List each line in the rows below that contains the word "mask".

— START OF Data provided —

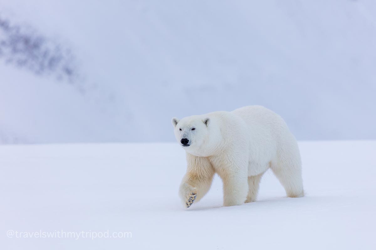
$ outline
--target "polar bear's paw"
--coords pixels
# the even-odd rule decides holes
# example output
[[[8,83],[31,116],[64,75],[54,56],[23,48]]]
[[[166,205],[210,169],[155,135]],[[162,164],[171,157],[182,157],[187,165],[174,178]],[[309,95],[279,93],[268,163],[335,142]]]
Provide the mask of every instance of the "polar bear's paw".
[[[185,202],[185,205],[187,208],[191,207],[191,205],[194,201],[194,200],[196,199],[197,197],[197,193],[196,192],[192,192],[188,195],[188,197],[187,198],[186,202]]]

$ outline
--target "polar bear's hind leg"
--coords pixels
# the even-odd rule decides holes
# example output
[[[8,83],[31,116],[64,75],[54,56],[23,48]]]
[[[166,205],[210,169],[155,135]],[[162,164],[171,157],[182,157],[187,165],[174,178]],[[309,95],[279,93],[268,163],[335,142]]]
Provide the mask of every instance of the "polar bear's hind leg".
[[[285,188],[288,197],[304,196],[302,163],[297,145],[284,147],[280,152],[278,160],[271,165],[271,168]]]

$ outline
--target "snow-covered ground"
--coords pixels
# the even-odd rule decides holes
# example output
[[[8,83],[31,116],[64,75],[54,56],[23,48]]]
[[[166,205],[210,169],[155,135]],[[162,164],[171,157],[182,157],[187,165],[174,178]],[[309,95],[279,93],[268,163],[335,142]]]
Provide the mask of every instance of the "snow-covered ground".
[[[0,143],[173,141],[172,117],[255,104],[298,139],[376,139],[374,0],[8,0],[0,19],[69,49],[80,76],[0,51]]]
[[[258,201],[222,207],[216,177],[186,209],[176,144],[2,146],[0,249],[374,249],[376,141],[299,146],[306,197],[284,197],[268,172]],[[9,238],[8,230],[132,237]]]

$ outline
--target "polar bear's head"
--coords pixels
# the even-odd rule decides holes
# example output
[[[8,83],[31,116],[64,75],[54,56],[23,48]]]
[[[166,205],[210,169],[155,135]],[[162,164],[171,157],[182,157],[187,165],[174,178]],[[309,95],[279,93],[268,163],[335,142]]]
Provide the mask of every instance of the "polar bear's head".
[[[180,120],[174,117],[171,120],[177,142],[187,152],[199,156],[206,156],[208,148],[215,142],[211,139],[215,136],[213,132],[216,130],[212,127],[211,121],[209,117],[200,115]]]

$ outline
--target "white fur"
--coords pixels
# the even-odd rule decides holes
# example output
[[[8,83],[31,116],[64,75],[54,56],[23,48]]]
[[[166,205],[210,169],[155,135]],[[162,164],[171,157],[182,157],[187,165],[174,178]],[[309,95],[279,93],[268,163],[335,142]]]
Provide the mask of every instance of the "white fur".
[[[296,140],[283,119],[269,109],[247,106],[180,121],[174,118],[172,123],[186,153],[179,195],[187,207],[205,195],[215,173],[223,181],[224,206],[255,201],[260,180],[269,168],[288,196],[304,196]],[[190,146],[183,147],[182,138],[188,139]]]

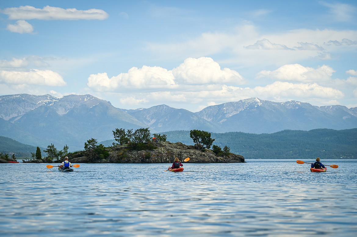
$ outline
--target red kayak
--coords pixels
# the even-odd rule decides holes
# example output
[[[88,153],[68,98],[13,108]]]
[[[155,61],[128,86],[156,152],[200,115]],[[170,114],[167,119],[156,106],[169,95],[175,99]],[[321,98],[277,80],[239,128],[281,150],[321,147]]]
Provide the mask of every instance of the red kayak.
[[[183,171],[183,168],[180,167],[177,169],[169,169],[169,171],[172,171],[173,172],[182,172]]]
[[[310,169],[310,170],[312,172],[326,172],[327,169],[327,168],[325,167],[325,169],[315,169],[315,168],[311,168]]]

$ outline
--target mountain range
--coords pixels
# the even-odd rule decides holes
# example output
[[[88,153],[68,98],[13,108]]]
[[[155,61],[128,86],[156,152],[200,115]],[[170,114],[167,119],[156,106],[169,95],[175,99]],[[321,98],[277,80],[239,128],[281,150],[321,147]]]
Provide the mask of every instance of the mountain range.
[[[26,94],[0,96],[0,136],[25,144],[82,150],[91,138],[113,138],[116,128],[149,128],[152,133],[196,129],[212,133],[260,134],[286,129],[357,128],[357,107],[318,107],[252,98],[207,107],[194,113],[165,104],[147,109],[116,108],[89,94],[57,98]]]

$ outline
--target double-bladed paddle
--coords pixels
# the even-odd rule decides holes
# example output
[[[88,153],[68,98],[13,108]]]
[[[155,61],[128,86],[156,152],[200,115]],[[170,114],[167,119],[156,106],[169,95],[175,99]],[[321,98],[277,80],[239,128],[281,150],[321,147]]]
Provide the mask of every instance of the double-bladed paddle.
[[[304,162],[304,161],[302,161],[302,160],[297,160],[296,161],[296,163],[297,163],[297,164],[305,164],[305,163],[306,163],[306,164],[313,164],[313,163],[309,163],[308,162]],[[333,168],[334,169],[336,169],[336,168],[338,168],[338,166],[337,165],[325,165],[326,166],[329,166],[330,167],[331,167],[331,168]]]
[[[79,165],[72,165],[71,167],[75,167],[76,168],[78,168],[79,166],[80,166]],[[55,166],[54,166],[53,165],[47,165],[46,166],[46,167],[47,167],[49,169],[51,169],[51,168],[53,168],[54,167],[60,167],[60,166],[55,165]]]
[[[190,158],[189,157],[187,157],[187,158],[186,158],[186,159],[185,159],[185,160],[184,160],[183,161],[183,162],[186,162],[186,161],[188,161],[189,160],[190,160]],[[168,170],[169,170],[170,169],[171,169],[171,168],[169,168],[169,169],[167,169],[167,170],[165,170],[165,171],[167,171]]]

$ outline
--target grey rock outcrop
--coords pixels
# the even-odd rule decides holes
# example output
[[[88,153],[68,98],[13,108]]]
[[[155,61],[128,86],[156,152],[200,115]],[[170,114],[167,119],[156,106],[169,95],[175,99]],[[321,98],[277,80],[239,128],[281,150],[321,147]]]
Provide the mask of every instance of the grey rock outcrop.
[[[187,146],[180,142],[168,141],[154,143],[156,147],[153,150],[131,150],[126,145],[111,146],[107,148],[110,154],[106,159],[94,161],[94,163],[172,163],[175,157],[181,161],[189,157],[191,163],[244,163],[244,158],[231,153],[225,157],[217,156],[211,150],[201,151],[193,146]],[[73,163],[89,163],[89,159],[84,152],[68,155]]]

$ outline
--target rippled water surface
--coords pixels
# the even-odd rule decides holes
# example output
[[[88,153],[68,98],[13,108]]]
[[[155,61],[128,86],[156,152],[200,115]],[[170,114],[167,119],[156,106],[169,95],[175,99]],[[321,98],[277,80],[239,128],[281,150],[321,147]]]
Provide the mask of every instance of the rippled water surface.
[[[247,161],[0,164],[0,236],[357,236],[357,161]]]

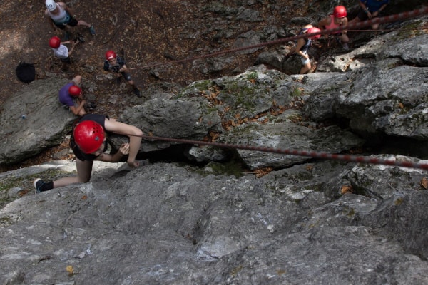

— END OF Data provided —

* [Final result]:
Provide the mask of every instance of the "polar bear's paw".
Provide the mask of every instance of the "polar bear's hind leg".
Provide the mask of every instance of the "snow-covered ground".
Provide the mask of every instance of the "polar bear's head".
Provide the mask of every instance of the "white fur".
Provide the mask of every instance of the red kayak.
Provide the mask of every instance of the mountain range.
Provide the mask of every instance of the double-bladed paddle.
Provide the mask of every instance of the grey rock outcrop.
Provide the mask of every instance of the rippled water surface.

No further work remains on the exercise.